## WORK TO BE COMPLETED:
Copy out the abstract below on lung cancer transformation after EGFR-TKI treatment, word for word.

## PROVIDED PASSAGE:

Abstract
We report a case of non–small-cell lung cancer (NSCLC) to small-cell lung cancer (SCLC) transformation after epidermal growth factor receptor tyrosine kinase inhibitor (EGFR-TKI) treatment. The patient was a man who diagnosed with EGFR-mutant advanced NSCLC. After he was introduced afatinib, his tumor had been reduced by the treatment. However, plasma pro–gastrin-releasing peptide (ProGRP) became higher with disease progression, and SCLC was detected at the second biopsy. It is suggested that elevation of plasma ProGRP level before EGFR-TKI therapy is useful for predicting EGFR-mutant NSCLC to SCLC transformation.

[Natural-language object grounding data]
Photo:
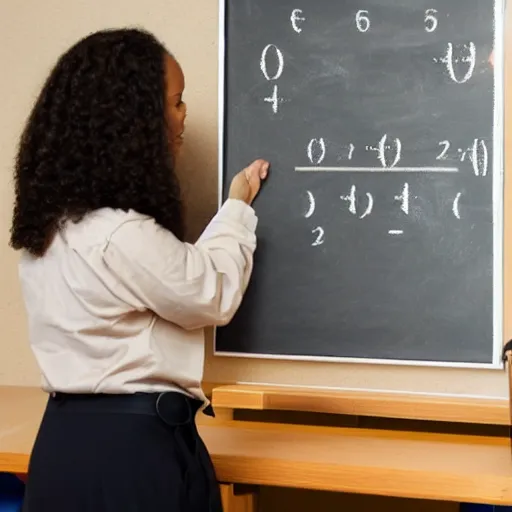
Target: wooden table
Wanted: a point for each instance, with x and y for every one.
(402, 464)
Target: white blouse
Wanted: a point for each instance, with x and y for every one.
(119, 305)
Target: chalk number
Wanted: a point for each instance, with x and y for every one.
(362, 20)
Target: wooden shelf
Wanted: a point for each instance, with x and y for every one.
(404, 464)
(362, 403)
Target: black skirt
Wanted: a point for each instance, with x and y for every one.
(121, 453)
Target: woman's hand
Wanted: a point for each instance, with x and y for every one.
(246, 184)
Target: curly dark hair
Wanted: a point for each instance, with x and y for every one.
(97, 137)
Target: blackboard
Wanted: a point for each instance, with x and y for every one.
(380, 227)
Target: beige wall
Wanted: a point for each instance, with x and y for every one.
(33, 34)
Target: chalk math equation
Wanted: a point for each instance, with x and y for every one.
(362, 209)
(457, 62)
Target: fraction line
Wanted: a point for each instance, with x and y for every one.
(377, 169)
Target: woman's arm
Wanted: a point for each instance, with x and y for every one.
(190, 285)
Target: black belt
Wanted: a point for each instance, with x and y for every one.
(172, 407)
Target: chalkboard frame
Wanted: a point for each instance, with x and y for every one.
(498, 209)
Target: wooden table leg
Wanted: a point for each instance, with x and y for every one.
(236, 499)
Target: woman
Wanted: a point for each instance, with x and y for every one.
(116, 301)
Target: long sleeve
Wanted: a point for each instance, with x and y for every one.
(192, 286)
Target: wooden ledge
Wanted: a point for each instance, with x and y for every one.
(388, 463)
(362, 403)
(413, 465)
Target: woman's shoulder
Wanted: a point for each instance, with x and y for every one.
(98, 226)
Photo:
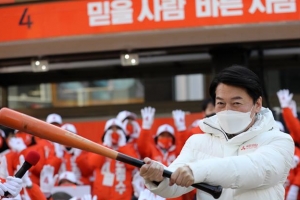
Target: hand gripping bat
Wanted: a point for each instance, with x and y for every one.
(41, 129)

## SOLUTION TO THIS TASK:
Abstract
We report a case of non–small-cell lung cancer (NSCLC) to small-cell lung cancer (SCLC) transformation after epidermal growth factor receptor tyrosine kinase inhibitor (EGFR-TKI) treatment. The patient was a man who diagnosed with EGFR-mutant advanced NSCLC. After he was introduced afatinib, his tumor had been reduced by the treatment. However, plasma pro–gastrin-releasing peptide (ProGRP) became higher with disease progression, and SCLC was detected at the second biopsy. It is suggested that elevation of plasma ProGRP level before EGFR-TKI therapy is useful for predicting EGFR-mutant NSCLC to SCLC transformation.